__Directions__
Copy out every one of the following entries word for word, without any changes.
* START Records shown *
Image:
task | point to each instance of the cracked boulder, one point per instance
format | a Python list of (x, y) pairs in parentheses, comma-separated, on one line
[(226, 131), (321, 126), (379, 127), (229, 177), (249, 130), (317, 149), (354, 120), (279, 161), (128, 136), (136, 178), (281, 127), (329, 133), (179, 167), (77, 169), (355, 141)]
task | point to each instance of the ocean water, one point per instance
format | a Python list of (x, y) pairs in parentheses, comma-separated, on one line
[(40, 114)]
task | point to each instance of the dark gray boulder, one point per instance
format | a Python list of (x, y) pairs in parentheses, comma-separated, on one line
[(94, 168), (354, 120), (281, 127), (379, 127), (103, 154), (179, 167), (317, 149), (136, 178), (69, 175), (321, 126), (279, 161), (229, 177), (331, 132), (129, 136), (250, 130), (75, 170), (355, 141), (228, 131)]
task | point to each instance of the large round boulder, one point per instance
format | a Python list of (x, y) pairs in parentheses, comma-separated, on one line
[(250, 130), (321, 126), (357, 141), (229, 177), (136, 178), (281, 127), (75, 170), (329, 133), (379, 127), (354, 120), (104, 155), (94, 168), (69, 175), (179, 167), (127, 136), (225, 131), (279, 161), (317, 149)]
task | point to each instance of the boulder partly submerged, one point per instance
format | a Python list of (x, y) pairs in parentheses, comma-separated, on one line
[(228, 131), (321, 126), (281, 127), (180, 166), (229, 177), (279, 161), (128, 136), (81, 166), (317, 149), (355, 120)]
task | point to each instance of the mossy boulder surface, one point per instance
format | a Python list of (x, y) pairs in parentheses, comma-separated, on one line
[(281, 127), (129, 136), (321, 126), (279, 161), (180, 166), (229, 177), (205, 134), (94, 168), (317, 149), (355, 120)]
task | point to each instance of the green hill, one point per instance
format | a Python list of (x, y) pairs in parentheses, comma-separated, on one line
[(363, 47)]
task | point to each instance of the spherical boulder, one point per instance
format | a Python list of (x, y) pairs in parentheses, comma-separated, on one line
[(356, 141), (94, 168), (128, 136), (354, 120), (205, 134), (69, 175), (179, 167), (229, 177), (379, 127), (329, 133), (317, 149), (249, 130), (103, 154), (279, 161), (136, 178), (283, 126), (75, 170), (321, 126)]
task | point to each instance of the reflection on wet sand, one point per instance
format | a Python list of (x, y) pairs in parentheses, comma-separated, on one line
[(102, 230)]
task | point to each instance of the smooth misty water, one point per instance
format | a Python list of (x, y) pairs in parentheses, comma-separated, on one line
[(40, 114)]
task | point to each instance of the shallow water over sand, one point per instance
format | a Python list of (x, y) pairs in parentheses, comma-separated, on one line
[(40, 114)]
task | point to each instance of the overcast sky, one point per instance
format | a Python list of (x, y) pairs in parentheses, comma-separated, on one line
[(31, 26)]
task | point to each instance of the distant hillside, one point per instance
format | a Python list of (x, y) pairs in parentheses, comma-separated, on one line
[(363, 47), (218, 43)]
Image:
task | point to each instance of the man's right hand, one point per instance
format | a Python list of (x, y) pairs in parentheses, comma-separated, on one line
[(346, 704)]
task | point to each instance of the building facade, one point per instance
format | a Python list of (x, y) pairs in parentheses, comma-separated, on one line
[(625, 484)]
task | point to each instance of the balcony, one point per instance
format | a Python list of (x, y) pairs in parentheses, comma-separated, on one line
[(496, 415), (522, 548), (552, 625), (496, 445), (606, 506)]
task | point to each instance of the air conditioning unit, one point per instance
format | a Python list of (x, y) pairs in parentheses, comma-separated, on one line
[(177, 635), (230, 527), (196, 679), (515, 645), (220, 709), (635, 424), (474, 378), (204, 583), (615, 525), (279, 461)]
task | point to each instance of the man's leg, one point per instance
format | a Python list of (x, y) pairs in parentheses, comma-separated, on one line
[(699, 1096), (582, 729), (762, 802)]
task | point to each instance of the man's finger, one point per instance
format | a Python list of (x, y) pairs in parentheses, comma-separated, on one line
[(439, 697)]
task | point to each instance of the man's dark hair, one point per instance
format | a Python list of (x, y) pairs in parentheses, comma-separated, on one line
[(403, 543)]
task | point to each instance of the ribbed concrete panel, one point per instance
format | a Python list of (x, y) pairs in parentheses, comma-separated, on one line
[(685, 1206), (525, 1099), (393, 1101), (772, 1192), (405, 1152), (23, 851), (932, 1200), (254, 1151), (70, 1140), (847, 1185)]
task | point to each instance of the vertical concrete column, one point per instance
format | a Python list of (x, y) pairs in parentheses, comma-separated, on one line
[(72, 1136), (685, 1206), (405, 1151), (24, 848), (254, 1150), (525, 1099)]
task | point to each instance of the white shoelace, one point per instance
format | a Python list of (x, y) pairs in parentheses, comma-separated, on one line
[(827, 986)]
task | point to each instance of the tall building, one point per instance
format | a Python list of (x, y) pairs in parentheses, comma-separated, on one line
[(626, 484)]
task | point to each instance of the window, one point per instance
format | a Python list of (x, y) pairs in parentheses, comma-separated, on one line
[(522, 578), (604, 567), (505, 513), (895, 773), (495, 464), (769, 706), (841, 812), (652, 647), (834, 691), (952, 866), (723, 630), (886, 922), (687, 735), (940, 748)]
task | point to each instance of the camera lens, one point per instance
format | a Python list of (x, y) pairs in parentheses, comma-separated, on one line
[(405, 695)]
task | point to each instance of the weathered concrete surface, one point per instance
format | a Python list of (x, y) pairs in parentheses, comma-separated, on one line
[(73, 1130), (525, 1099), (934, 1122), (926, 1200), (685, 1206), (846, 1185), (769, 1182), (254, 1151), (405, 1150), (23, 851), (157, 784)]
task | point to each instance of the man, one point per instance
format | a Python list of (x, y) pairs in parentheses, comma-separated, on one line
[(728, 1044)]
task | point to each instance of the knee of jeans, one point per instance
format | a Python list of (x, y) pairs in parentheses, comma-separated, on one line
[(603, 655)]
* END Records shown *
__Worked solution__
Image:
task | point to each instance of the cracked boulder, one point per instance
format | a Python list of (x, y) pairs in parentheses, comma-separated, on one line
[(226, 131), (321, 126), (379, 127), (229, 177), (249, 130), (317, 149), (354, 120), (279, 161), (128, 136), (136, 178), (281, 127), (329, 133), (179, 167), (77, 169), (355, 141)]
task | point to each instance of the ocean water, one point per instance
format | a Python list of (x, y) pairs in parentheses, comma-separated, on one line
[(40, 114)]
task | point to each instance of the dark gray boulder, one point per instance
format | a Python list of (x, y) pairs in parentheses, comma-separated, on one line
[(94, 168), (354, 120), (281, 127), (379, 127), (103, 154), (179, 167), (317, 149), (136, 178), (69, 175), (321, 126), (279, 161), (229, 177), (331, 132), (129, 136), (250, 130), (75, 170), (355, 141), (228, 131)]
task | point to each instance of the large round boulder, one point per instance
format | a Python list of (x, y) pairs in parentheses, comma-separated, on one line
[(250, 130), (321, 126), (357, 141), (229, 177), (136, 178), (281, 127), (75, 170), (329, 133), (379, 127), (354, 120), (104, 155), (94, 168), (69, 175), (179, 167), (127, 136), (225, 131), (279, 161), (317, 149)]
task | point to each instance of the boulder partly submerged, one point per instance
format | a Python list of (x, y) pairs in parentheses, comma-separated, on one line
[(228, 131), (321, 126), (281, 127), (180, 166), (229, 177), (279, 161), (128, 136), (81, 166), (317, 149), (355, 120)]
task | point to each instance of the mossy boulder surface, one point per instance
format | a Python list of (x, y) pairs in parentheses, comma-separated, on one line
[(281, 127), (129, 136), (321, 126), (279, 161), (180, 166), (229, 177), (205, 134), (94, 168), (317, 149), (355, 120)]
task | point to each instance of the green hill, one point per instance
format | a Python list of (x, y) pairs in parentheses, comma-separated, on one line
[(363, 47)]
task | point to each instance of the spherical boulder, one point per instance
format | a Python list of (x, y) pairs in parentheses, comma-separated, on one line
[(356, 141), (94, 168), (128, 136), (354, 120), (205, 134), (69, 175), (179, 167), (229, 177), (379, 127), (329, 133), (317, 149), (249, 130), (103, 154), (279, 161), (136, 178), (283, 126), (75, 170), (321, 126)]
task | point to each instance of the reflection on wet sand, one point per instance
format | a Python list of (x, y) pairs in parentheses, comma-separated, on one line
[(102, 230)]
task | point to each instance of the smooth misty water, one point per instance
format | a Python list of (x, y) pairs in parentheses, comma-separated, on one line
[(40, 114)]
task | point to each instance of the shallow water over sand, one point per instance
format | a Python list of (x, y) pairs in parentheses, comma-separated, on one line
[(40, 114)]
task | point to each instance of the overcast sky, one point per instance
format | a Python list of (x, y) pairs in parentheses, comma-separated, on one line
[(31, 26)]
task | point to each instance of the distant hillside, one point per instance
format | a Python list of (x, y) pairs in parentheses, comma-separated, on one line
[(363, 47), (218, 43)]
Image:
task | point to each instance of the man's right hand, one point per instance
format | a Python list of (x, y) pairs in parentheses, comma-separated, on one line
[(346, 704)]
task | point to each instance of the building facade, one point per instance
format | a Python list of (x, y) pairs in parentheses, comma-separated, on one line
[(625, 484)]
task | point to each instance of the balcony, one point per instance
format | a Python list of (x, y) pairs in parentheses, comma-separated, on one line
[(496, 415), (522, 548), (552, 625), (496, 445), (606, 506)]
task | point to each instance of the air conditioning unit, one point per instance
format | a Python list of (x, y) pairs in parentheses, comma-separated, on one line
[(177, 635), (230, 527), (196, 679), (515, 645), (220, 709), (635, 424), (474, 378), (204, 583), (615, 525), (279, 461)]
task | point to each instance of the man's leg, one point per instance
format | a Python list of (x, y) pairs in parentheses, comma-separated, on one line
[(699, 1096), (582, 729), (762, 802)]
task | point to each instance of the man's finger, one point per instance
format | a Python list of (x, y) pairs in parentheses, comma-separated, on one line
[(439, 697)]
task | point to each instance of the man's dark hair, one point per instance
format | a Python list of (x, y) pairs in parentheses, comma-separated, on one line
[(403, 543)]
task | point to each instance of the ribbed concrete panel, one point per instance
format | a Python list of (x, y) pairs in parentheses, comma-separated, on one line
[(685, 1206), (525, 1099), (393, 1101), (772, 1192), (405, 1152), (23, 851), (932, 1200), (254, 1151), (70, 1140), (847, 1185)]
task | point to each instance of the vertical concrete column, one point per instance
format | a Python list of (x, y) pairs in parentheses, comma-separated, on one line
[(72, 1136), (685, 1206), (405, 1151), (24, 848), (254, 1150), (525, 1099)]
task | point to each instance of the white shoelace, one point per instance
format | a Python list of (x, y) pairs in parentheses, comma-separated, on one line
[(827, 986)]
task | point to each instance of the tall building, one point per instance
format | a Python list of (x, y) pairs in parentheses, comma-separated, on one line
[(626, 484)]
task | point to each instance of the window, one point per instance
format | a Python list of (x, y) pairs in parentheses, comma-separated, on one line
[(522, 578), (604, 567), (505, 513), (895, 773), (495, 464), (769, 706), (841, 812), (652, 647), (834, 691), (952, 866), (723, 630), (886, 922), (687, 735), (940, 748)]
task | point to each instance of the camera lens, one point per instance
format | a Python list of (x, y) pairs in parentheses, comma-separated, on one line
[(405, 695)]
task | point to each instance of the weathered concrete surface, one point per instance
format | a Python list of (x, y) pairs in parentheses, comma-separated, on one line
[(73, 1130), (525, 1099), (934, 1122), (926, 1200), (685, 1206), (846, 1185), (769, 1182), (254, 1151), (405, 1150), (23, 851), (157, 784)]
task | point to each instance of the man, one point per instance
format | a Python list of (x, y) pairs in parentheses, comma-separated, on one line
[(728, 1044)]
task | point to each instance of the knee of jeans, one point per instance
format | a Python list of (x, y) pairs in parentheses, comma-separated, on one line
[(603, 655)]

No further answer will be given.